* [TESTO]
Dante all'inizio del Paradiso  dovrà invocare "amendue[4]" (I, v. 17) i gioghi "di Parnaso" per entrare "nell'aringo rimaso"(v.18).

Torniamo a Lucano: Apollo divenne profeta - vates ibi factus Apollo - come vide che le vaste spaccature della terra -  vastos telluris hiatus - (82) espiravano una fede divina e il suolo esalava venti loquaci -
Quis latet hic superum? 86.
Cfr. Carducci. “religïoso è questo orror:
la dea Roma qui dorme” (Dinanzi alle Terme di Caracalla, Odi barbare, 1877)

Quel dio, quella potenza divina quando viene assorbita dal petto della vergine Pizia, pizzicando l’anima umana la fa suonare numen –humanam feriens animam sonat (97 - 98) e scioglie la bocca della profetessa oraque vatis - solvit 98 - 99
Così Tifeo sepolto sotto l’eterna mole dell’isola Inarĭme  (Pithecusa, Ischia)  fremendo fa vaporare gli scogli della Campania, come la vetta sicula ondeggia –Siculus undat apex - quando le fiamme premono l’Etna. Flammis urguentibus Aetnam - 99
Il dio delfico non si nega a nessuno però è l’unico che si sottrae alla peste dell’umano furore - numen ab humani solum se labe furoris - vindicat 103 - 104   
Questa divinità vieta di scegliere optare vetat (il destino è fissato) però è iustis benignus (106) ha dato spesso le sedi a quelli che cambiavano intere città come ai Tiri (Cartagine). Gli Ateniesi poterono addirittura emigrare sulle navi, ut Salaminiacum meminit mare (109) e dissolse l’aria infetta di Tebe -  resolvit - aera tabificum (110 - 111)
Le nostre generazioni mancano di questo dono, il più grande, dato che la santa sede delfica si è fatta silenziosa quod Delphica sedes - siluit, postquam reges timuere futura - et superos vetuere loqui (113 - 115), da quando i re hanno temuto il futuro e hanno vietato agli dèi di parlare.

Già il coro di vecchi Tebani nell’Edipo re di Sofocle (vv. 907 - 910)  denuncia e lamenta il tramonto degli dèi:"Infatti già estirpano/gli antichi vaticini di Laio consunti/e in nessun luogo Apollo/risplende per gli onori/e tramontano gli dei".

* [VOCI FORNITE]

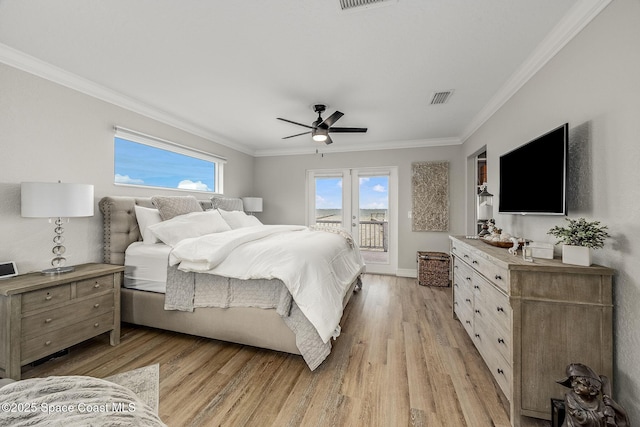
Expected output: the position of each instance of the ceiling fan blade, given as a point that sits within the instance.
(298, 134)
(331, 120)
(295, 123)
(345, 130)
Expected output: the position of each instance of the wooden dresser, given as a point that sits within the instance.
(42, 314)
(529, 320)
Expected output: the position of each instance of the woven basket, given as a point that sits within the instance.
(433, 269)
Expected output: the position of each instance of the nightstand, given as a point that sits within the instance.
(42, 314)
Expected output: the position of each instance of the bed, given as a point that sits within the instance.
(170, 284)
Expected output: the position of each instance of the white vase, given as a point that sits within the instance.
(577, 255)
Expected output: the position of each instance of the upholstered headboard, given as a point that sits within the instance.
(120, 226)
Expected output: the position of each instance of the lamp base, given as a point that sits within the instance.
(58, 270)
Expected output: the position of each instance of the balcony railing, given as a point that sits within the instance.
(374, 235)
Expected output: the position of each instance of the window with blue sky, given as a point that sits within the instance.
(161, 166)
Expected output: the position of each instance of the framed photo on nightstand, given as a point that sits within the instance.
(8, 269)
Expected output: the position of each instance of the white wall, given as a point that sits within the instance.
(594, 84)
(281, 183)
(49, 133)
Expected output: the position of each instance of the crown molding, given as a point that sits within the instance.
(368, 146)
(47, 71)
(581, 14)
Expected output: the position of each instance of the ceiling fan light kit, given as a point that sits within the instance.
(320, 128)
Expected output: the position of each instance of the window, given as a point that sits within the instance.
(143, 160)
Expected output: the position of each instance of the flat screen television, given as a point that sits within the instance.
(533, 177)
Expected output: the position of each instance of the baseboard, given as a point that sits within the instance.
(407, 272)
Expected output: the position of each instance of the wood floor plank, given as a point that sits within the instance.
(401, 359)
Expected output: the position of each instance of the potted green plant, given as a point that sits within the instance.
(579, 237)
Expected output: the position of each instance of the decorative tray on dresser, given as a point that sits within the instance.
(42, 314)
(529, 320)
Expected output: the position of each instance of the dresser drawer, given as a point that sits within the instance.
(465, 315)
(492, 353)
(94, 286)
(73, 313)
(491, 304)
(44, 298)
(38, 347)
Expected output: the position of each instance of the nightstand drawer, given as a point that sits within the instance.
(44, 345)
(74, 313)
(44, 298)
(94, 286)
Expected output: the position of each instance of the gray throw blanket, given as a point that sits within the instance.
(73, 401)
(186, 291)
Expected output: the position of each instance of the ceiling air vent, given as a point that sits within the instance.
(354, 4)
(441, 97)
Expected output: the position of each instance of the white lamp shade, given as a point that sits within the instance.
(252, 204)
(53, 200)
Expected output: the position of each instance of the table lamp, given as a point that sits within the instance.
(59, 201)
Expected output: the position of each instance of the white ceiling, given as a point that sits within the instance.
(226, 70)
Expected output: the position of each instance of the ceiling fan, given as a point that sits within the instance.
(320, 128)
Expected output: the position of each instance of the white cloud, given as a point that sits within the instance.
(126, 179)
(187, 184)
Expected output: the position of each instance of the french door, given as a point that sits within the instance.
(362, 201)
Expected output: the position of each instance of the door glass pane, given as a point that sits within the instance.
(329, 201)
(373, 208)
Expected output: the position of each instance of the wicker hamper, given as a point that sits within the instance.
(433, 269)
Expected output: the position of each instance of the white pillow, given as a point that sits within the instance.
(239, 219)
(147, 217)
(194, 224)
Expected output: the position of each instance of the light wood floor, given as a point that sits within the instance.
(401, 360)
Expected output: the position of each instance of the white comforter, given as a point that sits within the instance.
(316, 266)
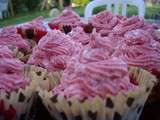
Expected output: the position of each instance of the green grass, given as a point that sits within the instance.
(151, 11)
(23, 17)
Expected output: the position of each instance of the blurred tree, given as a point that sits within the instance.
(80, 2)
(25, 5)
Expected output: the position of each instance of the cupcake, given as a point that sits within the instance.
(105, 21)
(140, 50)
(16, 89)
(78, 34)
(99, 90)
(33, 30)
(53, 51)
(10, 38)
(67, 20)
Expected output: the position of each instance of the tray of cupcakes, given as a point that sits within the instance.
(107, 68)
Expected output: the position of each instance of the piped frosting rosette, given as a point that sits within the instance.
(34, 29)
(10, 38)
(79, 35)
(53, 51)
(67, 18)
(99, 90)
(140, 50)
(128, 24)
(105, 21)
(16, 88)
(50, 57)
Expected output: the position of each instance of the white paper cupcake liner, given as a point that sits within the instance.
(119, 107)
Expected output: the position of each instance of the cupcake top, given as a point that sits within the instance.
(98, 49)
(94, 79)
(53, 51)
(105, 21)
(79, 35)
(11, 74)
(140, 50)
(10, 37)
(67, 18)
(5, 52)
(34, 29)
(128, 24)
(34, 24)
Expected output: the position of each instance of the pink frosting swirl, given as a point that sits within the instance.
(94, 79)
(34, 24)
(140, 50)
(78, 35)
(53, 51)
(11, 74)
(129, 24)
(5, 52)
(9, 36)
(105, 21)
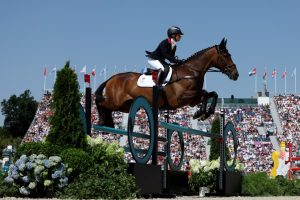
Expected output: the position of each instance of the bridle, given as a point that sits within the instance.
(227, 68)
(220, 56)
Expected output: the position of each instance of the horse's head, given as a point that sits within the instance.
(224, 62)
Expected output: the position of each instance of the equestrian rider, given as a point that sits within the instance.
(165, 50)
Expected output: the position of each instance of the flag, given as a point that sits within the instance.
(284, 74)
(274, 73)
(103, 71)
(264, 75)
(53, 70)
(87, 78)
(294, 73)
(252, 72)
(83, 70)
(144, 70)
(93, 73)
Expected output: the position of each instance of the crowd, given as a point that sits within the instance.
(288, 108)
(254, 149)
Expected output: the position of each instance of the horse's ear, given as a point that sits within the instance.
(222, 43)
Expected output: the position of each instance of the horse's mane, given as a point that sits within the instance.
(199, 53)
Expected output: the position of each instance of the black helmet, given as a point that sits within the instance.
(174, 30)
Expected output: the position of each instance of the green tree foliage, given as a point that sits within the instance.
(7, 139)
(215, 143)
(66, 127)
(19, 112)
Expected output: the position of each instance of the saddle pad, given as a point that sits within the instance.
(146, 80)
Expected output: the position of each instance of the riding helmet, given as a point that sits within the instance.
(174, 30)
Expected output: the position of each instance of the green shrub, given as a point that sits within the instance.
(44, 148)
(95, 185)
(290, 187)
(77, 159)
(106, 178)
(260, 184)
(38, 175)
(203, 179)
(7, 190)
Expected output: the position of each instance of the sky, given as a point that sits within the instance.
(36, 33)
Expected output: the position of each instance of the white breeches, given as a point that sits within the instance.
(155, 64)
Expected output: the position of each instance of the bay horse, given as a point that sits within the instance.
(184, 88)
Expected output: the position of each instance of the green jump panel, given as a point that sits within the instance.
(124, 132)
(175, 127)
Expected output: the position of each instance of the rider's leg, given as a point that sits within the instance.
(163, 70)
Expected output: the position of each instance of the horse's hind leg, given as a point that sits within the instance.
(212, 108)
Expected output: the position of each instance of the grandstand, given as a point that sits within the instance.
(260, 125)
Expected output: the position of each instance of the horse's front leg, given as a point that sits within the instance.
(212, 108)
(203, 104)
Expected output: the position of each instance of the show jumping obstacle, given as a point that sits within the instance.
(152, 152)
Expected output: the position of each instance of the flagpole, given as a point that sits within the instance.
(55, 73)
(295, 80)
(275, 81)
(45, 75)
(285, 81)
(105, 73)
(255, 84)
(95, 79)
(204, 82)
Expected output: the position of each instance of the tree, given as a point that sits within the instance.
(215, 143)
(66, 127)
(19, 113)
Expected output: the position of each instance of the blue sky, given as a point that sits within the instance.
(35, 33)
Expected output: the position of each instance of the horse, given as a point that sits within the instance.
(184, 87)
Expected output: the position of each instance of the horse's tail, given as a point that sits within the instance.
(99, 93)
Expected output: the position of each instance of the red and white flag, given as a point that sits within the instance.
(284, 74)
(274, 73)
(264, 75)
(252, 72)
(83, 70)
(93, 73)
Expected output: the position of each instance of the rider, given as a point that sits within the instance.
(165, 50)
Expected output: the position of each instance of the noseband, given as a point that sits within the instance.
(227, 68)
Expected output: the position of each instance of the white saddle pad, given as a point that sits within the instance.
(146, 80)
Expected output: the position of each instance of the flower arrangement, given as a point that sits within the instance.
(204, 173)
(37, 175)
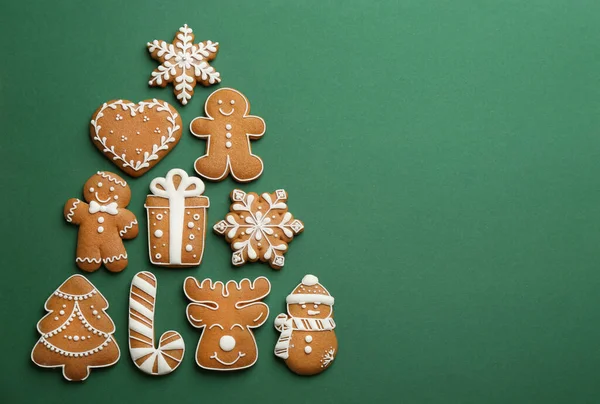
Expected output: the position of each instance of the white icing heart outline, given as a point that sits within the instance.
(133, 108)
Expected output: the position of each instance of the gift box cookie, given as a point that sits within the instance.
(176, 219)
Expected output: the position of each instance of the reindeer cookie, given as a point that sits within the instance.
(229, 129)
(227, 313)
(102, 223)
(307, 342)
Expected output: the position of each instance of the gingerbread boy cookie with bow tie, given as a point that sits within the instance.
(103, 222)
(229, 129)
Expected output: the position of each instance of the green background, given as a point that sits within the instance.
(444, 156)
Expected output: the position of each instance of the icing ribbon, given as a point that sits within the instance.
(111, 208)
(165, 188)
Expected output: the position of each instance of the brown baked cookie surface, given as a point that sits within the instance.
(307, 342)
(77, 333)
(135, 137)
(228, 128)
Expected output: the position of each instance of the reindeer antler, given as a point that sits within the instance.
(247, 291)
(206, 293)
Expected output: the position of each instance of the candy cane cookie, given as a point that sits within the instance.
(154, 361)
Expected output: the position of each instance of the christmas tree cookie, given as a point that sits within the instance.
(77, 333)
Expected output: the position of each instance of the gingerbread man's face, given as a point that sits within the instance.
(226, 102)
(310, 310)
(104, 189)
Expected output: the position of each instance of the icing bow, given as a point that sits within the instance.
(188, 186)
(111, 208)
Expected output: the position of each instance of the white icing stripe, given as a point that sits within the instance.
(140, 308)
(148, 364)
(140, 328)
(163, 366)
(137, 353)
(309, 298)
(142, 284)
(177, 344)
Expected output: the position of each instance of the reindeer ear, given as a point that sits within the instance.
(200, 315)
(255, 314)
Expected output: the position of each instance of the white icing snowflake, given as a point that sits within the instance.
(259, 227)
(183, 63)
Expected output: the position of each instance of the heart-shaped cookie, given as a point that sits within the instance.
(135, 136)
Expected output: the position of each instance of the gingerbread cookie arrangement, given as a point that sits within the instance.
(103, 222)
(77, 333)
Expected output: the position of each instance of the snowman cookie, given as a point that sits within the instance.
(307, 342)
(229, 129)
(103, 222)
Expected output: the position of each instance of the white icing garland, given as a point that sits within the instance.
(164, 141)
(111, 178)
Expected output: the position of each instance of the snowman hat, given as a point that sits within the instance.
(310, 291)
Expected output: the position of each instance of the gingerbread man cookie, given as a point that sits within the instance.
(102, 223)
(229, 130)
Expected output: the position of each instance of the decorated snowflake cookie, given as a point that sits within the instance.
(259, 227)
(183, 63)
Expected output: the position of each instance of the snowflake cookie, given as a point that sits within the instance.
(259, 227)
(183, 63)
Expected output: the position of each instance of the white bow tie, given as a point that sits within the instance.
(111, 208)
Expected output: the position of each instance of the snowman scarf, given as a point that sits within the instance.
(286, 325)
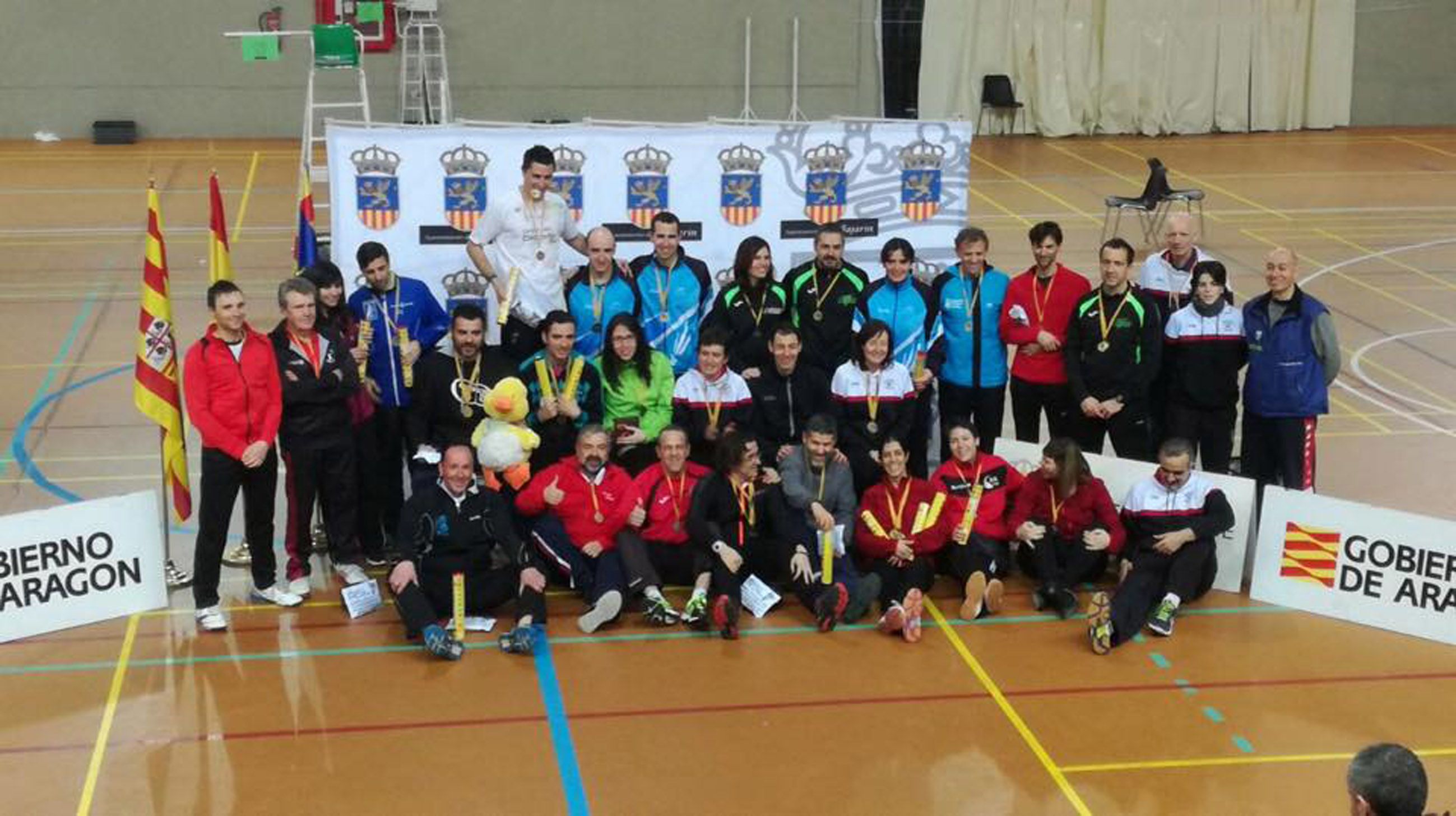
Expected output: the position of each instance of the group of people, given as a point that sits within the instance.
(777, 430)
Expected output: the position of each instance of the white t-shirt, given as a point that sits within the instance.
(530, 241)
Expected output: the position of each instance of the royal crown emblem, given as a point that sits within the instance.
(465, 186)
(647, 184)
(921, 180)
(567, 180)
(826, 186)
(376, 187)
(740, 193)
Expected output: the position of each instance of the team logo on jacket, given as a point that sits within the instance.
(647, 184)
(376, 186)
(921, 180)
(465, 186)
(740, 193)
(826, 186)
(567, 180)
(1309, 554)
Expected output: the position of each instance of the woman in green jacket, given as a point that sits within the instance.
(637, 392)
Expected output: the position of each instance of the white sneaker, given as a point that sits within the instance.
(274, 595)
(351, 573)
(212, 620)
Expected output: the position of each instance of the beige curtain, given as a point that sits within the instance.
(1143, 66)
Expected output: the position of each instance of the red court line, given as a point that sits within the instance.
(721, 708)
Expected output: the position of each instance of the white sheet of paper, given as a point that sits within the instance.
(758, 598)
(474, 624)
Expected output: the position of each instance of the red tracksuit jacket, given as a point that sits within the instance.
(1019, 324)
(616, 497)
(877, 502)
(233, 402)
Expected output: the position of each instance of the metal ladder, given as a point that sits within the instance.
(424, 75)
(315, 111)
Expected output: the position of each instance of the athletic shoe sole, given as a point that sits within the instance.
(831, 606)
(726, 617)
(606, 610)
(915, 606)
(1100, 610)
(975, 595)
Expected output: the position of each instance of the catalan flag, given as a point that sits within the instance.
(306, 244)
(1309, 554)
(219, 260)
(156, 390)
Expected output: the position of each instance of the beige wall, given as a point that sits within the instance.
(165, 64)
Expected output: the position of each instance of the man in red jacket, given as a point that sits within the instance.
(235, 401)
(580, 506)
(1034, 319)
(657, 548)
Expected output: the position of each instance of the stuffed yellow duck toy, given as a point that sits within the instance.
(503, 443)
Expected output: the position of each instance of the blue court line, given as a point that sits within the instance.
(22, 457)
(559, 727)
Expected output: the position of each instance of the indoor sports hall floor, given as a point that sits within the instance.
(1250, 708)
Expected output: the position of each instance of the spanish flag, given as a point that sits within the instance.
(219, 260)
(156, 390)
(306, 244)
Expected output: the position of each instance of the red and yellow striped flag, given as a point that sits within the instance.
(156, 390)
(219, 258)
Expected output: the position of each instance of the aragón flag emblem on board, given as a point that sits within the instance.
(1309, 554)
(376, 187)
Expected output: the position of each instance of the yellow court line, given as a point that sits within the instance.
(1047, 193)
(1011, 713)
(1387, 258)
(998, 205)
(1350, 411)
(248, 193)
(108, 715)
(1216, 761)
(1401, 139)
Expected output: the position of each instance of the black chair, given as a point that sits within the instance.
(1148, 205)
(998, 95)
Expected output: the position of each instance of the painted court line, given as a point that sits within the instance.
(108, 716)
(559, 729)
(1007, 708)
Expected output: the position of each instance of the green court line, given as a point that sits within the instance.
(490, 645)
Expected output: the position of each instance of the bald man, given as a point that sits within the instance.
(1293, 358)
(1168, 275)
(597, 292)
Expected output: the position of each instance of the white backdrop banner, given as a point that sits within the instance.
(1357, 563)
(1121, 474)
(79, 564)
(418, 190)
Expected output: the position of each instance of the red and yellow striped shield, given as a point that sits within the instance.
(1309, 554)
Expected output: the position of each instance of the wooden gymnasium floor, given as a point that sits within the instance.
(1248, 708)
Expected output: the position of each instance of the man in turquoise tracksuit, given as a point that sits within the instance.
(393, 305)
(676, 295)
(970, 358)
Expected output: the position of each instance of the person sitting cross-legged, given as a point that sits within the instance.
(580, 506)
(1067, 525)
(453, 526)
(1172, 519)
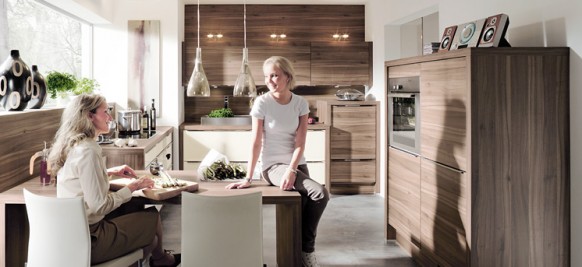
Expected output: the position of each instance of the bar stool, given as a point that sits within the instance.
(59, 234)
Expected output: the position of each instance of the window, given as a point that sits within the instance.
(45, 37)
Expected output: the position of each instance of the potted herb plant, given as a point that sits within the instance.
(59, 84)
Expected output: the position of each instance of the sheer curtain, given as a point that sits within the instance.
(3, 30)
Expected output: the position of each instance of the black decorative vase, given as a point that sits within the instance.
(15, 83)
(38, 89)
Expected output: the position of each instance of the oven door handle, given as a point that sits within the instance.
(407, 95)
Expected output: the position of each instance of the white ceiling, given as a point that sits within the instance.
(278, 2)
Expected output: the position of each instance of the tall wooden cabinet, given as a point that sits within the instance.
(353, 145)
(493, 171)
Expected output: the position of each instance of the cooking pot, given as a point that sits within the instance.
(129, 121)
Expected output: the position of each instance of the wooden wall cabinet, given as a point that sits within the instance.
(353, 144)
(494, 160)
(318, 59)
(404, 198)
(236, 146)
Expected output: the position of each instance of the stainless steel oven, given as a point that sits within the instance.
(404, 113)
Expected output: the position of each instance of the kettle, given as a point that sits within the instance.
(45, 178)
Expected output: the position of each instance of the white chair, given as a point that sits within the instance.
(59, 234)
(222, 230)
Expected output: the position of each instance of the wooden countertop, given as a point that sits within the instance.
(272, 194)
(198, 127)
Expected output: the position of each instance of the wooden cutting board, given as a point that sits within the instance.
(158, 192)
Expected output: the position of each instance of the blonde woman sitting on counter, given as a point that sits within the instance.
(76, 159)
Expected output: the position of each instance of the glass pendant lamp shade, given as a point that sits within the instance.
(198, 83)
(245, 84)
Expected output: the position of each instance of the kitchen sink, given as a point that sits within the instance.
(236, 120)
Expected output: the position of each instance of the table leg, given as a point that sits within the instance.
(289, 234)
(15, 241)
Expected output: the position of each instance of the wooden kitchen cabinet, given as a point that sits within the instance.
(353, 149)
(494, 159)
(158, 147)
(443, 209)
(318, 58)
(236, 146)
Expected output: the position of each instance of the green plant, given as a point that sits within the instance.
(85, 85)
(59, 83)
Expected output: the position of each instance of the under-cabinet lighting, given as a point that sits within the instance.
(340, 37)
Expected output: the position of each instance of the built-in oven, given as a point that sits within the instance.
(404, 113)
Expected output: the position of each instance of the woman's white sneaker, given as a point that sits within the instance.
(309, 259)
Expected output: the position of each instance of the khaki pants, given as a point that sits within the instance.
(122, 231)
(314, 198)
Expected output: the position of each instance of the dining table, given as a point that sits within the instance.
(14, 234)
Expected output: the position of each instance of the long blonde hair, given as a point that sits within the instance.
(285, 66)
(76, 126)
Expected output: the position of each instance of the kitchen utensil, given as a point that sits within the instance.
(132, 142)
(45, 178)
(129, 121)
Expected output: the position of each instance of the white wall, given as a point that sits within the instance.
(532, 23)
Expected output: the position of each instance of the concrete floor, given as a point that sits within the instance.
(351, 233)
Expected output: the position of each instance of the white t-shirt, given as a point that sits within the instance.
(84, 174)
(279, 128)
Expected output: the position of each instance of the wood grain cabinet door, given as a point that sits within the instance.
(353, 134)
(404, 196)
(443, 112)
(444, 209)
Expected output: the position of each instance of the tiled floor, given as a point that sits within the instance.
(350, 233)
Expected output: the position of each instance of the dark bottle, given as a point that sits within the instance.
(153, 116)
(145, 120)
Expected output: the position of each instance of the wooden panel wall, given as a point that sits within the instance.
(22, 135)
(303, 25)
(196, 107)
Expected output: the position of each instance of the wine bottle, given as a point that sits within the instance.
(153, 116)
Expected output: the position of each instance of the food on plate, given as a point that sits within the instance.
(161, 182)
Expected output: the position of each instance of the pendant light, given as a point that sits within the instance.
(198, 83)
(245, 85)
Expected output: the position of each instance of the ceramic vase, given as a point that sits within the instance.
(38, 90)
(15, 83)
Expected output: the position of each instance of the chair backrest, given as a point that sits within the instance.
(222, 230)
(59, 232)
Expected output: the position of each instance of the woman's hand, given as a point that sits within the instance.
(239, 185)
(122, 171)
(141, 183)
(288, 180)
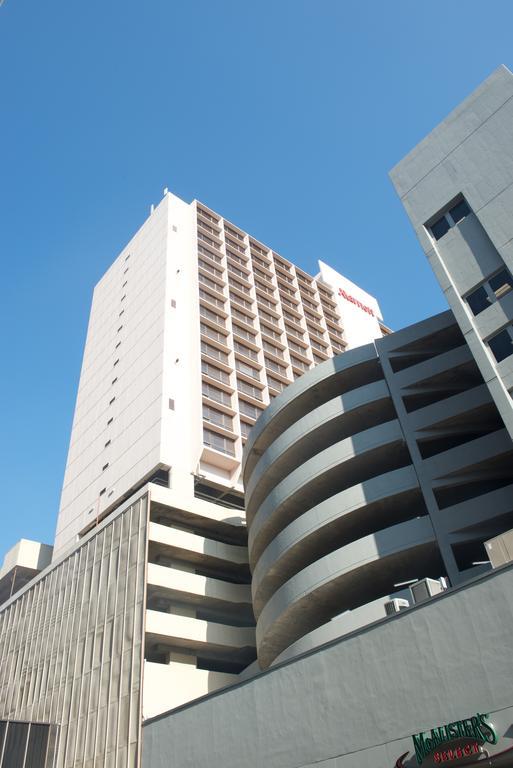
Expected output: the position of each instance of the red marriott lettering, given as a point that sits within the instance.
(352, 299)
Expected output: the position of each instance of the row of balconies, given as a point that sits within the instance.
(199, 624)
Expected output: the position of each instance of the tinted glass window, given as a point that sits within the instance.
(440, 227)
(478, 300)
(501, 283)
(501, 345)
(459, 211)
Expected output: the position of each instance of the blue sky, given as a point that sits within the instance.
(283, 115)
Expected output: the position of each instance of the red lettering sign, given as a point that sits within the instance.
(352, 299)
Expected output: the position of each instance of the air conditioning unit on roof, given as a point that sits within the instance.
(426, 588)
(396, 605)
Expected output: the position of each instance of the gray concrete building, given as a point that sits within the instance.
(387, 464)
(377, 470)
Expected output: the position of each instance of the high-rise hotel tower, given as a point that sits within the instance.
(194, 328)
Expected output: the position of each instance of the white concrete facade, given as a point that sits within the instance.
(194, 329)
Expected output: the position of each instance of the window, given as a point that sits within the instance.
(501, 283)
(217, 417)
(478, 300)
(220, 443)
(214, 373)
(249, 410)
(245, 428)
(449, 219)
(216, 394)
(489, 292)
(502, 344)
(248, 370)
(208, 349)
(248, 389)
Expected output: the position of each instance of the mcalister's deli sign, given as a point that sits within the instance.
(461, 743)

* [COMPITO]
Prosegui il testo su Lucano e l'oracolo di Delfi, riprendendo subito dopo la citazione del coro di vecchi Tebani dell'Edipo re con cui si chiude.

* [RISPOSTA AL COMPITO]
Le sacerdotesse di Cirra non si affliggono per il divieto di parlare “nec voce negata - Cirrhaeae maerent vates” (Pharsalia, V, 114 - 115), anzi godono di questa chiusura del tempio. Infatti quando il dio entra nel petto la pena o la ricompensa di avere accolto il dio è la morte immatura -  numinis aut poena est mors immatura recepti - aut pretium (117 - 118) siccome l’umana compagine compages humana vacilla per l’incitamento e l’ondata del furore e le spinte degli dèi scuotono le anime frali.
Appio Claudio Pulcro pompeiano e proconsole in Grecia, scrutatore del destino di Esperia, rimette in moto l’oracolo. Il sacerdote riceve l’ordine di afferrare la sacerdotessa Femonoe che vagabondava, senza avere nulla da preparare - curisque vacantem - 126 intorno alle acque di Castalia e ai recessi dei boschi, e la costrinse a forzare le porte del tempio.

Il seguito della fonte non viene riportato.